Recast the material below as a Markdown table with the columns "Line No." and "Material line", starting with the line that contains "out the lapel" and going on through the end of the material. Number each row, omit blank lines, and leave the pictures out.

Records of labeled points:
• • • • •
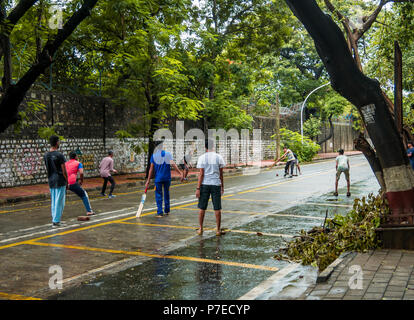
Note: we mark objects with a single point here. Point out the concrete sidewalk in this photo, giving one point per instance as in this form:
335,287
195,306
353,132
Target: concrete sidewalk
375,275
41,191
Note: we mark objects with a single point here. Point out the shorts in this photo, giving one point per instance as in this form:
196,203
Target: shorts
339,171
205,191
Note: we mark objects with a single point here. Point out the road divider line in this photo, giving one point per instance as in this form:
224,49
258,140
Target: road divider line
10,296
329,204
160,256
179,207
261,213
195,228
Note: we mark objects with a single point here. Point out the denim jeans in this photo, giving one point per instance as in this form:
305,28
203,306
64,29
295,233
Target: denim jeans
58,197
76,188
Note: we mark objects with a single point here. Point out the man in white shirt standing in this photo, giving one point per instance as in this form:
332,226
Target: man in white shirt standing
342,165
210,182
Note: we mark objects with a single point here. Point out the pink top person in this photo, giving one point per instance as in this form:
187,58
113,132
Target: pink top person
106,166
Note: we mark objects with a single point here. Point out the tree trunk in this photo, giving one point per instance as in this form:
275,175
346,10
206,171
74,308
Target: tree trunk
330,131
367,96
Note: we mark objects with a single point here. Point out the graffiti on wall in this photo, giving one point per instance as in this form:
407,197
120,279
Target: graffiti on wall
88,161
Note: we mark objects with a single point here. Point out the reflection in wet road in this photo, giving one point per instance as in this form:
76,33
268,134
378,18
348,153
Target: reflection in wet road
157,259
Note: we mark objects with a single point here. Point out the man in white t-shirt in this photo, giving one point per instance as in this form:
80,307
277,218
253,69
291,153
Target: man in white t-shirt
210,182
342,165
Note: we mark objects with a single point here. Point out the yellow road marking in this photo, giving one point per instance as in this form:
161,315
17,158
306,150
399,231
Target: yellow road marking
282,192
11,296
259,200
195,228
261,213
151,255
261,233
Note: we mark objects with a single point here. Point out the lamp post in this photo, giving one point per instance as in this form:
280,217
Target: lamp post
303,106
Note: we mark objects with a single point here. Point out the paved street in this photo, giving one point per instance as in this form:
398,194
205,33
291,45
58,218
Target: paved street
116,256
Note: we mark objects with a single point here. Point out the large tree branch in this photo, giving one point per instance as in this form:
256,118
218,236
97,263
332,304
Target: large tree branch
13,97
8,23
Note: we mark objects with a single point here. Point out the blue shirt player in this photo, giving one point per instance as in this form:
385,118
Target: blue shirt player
161,162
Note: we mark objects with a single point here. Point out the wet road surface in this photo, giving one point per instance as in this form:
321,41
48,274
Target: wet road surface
116,256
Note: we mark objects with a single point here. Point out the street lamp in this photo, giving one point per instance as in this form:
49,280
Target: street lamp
303,106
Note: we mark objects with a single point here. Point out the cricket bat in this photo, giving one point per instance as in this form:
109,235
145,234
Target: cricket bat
141,205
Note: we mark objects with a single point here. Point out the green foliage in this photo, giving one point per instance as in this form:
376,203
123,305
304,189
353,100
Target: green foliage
293,140
47,132
353,232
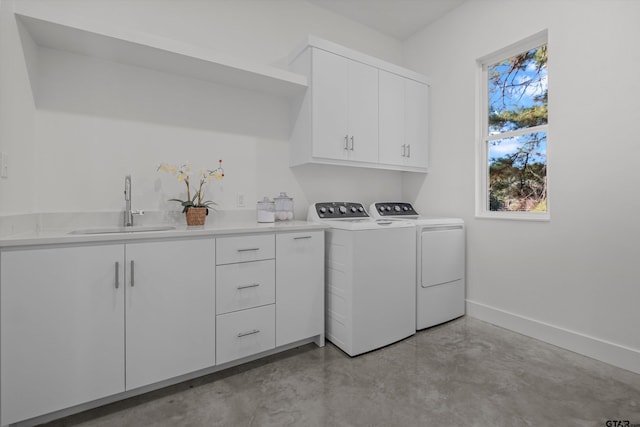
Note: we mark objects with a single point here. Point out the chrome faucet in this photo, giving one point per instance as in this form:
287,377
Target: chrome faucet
128,213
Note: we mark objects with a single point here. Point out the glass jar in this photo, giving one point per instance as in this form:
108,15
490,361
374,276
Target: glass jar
284,207
265,210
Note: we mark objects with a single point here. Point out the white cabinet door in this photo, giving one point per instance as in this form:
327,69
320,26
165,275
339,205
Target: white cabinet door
363,112
62,330
392,116
170,309
300,286
344,108
417,123
404,119
330,105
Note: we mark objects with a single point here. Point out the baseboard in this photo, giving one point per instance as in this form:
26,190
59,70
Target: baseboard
605,351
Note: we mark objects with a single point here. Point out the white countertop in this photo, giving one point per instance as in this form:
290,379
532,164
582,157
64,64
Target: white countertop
61,234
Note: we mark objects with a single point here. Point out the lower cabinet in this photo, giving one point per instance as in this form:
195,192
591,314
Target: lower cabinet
74,318
62,328
81,323
300,297
170,307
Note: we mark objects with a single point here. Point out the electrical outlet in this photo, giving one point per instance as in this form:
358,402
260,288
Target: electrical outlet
240,200
4,165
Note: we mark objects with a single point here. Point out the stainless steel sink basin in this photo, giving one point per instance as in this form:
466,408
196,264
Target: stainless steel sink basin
122,229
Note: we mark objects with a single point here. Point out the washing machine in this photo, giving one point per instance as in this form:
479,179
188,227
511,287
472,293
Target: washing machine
370,269
440,261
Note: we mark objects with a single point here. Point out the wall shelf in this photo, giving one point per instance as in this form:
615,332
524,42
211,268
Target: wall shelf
156,53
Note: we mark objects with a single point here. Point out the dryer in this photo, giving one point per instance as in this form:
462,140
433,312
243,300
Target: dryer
440,262
370,277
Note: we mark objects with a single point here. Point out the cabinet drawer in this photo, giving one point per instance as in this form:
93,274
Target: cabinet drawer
245,285
244,248
246,332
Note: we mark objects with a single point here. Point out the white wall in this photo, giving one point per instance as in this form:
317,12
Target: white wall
17,116
573,281
96,121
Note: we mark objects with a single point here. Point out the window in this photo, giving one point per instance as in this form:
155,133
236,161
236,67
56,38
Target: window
512,148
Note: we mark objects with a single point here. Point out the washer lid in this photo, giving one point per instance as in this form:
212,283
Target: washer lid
367,224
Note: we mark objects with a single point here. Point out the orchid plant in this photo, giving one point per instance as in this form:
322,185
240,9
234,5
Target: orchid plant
201,176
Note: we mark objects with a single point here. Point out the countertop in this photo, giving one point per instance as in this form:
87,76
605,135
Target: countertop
61,234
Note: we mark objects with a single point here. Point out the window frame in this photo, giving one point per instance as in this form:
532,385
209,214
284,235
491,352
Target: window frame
482,131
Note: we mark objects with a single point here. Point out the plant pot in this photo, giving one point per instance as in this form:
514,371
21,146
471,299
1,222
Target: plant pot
196,216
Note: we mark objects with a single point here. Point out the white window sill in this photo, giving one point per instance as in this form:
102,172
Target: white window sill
517,216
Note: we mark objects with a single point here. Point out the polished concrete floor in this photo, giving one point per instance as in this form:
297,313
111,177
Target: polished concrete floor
463,373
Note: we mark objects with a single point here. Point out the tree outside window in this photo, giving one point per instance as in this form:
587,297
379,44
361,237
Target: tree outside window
514,133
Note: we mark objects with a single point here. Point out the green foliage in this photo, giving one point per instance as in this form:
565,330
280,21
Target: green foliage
519,99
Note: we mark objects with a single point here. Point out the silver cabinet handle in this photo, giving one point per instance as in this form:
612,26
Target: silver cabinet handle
132,273
244,334
117,274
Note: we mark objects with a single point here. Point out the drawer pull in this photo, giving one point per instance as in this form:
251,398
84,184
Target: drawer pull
244,334
117,274
132,273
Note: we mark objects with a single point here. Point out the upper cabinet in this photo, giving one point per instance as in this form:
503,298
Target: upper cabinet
359,111
403,121
152,52
345,102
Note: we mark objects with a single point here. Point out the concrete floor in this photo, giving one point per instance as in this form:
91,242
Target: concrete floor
463,373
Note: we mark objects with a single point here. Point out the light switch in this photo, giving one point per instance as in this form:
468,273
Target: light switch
240,200
4,165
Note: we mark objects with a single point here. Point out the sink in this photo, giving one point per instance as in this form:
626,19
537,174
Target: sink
122,229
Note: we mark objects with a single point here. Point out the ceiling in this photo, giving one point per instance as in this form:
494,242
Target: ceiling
397,18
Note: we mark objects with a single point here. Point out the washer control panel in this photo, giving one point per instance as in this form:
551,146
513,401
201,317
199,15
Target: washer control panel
337,210
395,209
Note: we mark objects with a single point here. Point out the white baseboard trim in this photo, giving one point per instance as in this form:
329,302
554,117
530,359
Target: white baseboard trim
605,351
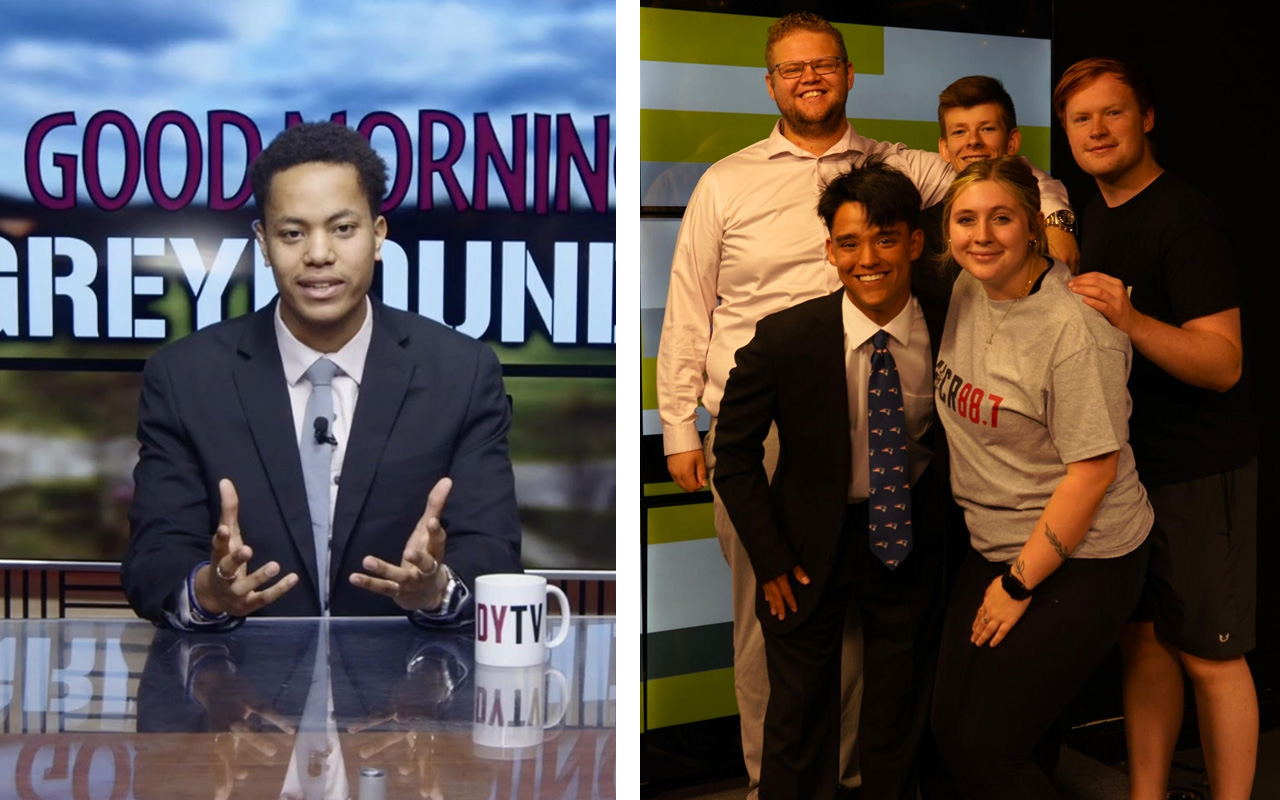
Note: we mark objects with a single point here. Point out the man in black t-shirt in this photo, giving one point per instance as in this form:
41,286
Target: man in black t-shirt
1165,275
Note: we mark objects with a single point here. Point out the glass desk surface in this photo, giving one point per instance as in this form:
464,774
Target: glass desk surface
120,709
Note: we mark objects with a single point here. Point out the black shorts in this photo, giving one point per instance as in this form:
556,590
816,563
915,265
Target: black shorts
1201,588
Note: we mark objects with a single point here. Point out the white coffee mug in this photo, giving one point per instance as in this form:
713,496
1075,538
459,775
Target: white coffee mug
511,620
512,709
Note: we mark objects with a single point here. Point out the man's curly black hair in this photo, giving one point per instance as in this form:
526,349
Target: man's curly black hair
320,142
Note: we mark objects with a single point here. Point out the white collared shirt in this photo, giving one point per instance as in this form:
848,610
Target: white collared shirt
909,344
297,359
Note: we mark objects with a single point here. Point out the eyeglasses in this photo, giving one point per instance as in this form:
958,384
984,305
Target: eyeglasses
824,65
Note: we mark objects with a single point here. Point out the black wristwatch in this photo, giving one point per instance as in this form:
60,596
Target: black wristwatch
1063,219
1013,586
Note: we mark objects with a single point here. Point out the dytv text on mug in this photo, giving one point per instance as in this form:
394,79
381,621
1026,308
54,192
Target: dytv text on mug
511,620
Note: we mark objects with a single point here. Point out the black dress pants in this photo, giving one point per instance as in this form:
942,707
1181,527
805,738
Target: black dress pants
901,616
993,704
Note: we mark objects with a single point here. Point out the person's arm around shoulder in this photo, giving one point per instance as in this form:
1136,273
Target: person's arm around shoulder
691,296
1205,352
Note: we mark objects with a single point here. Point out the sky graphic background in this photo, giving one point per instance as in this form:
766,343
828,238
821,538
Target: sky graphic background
264,58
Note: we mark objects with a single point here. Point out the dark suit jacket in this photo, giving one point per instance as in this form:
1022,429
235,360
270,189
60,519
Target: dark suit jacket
215,405
792,371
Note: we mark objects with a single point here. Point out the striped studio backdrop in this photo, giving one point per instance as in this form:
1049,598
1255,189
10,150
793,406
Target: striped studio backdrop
703,97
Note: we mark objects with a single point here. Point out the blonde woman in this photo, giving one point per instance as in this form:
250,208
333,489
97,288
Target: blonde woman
1031,388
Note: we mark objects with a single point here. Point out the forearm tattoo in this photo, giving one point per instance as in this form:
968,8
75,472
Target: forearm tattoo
1057,544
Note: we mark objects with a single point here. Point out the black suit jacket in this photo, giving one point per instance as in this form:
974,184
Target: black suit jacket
215,405
792,373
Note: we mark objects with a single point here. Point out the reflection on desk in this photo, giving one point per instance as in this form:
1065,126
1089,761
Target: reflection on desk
296,708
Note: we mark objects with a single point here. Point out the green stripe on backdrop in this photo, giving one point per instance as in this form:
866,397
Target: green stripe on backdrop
705,137
686,650
689,698
734,40
681,524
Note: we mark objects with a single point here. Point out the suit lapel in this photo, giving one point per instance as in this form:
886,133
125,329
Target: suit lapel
382,394
265,400
831,359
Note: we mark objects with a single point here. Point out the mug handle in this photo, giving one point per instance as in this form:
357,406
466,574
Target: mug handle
565,616
563,681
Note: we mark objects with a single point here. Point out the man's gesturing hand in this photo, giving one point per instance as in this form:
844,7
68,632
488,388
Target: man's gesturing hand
778,594
225,585
417,583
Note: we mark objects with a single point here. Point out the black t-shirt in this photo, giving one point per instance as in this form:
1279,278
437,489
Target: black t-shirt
1168,243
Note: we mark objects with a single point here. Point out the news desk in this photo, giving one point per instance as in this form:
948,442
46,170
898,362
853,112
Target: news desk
120,709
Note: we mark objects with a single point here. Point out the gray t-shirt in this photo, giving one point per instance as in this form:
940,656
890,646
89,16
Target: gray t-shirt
1050,389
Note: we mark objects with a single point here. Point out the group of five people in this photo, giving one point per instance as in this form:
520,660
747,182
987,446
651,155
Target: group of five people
855,394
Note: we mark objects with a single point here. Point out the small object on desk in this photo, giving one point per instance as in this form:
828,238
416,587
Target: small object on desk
373,784
511,620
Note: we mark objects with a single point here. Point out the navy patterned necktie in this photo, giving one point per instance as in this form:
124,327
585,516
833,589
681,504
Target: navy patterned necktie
316,453
890,502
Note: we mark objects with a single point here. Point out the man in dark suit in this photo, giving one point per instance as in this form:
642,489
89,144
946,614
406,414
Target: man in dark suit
813,370
224,520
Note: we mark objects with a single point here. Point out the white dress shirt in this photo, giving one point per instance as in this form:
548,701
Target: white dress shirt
909,344
297,359
752,243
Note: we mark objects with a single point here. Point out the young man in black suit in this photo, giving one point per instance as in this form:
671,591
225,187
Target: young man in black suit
224,522
855,475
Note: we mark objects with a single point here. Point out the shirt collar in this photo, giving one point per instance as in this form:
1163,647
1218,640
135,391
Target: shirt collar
297,357
777,144
859,329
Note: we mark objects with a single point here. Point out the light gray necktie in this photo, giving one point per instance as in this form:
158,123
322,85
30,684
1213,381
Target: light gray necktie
316,448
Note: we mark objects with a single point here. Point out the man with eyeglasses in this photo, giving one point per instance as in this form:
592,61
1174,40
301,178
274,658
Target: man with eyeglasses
752,245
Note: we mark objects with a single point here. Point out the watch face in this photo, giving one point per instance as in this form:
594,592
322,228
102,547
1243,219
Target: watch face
1014,588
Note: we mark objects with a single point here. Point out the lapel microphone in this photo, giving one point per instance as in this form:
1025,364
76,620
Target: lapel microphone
323,435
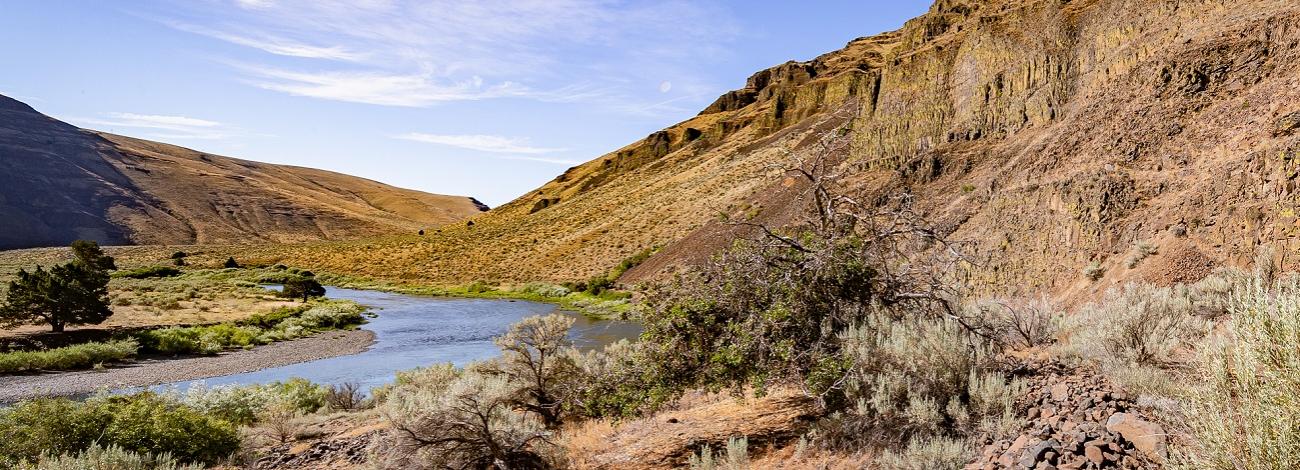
• • • • •
Solution:
| Line No. | Material line |
|---|---|
| 1 | Note: we mark objects with a single point here. Point out the lapel microphone in this photo, giving one point per instance as in this form: |
| 2 | 1025,364 |
| 3 | 76,620 |
| 4 | Target: lapel microphone |
| 5 | 323,435 |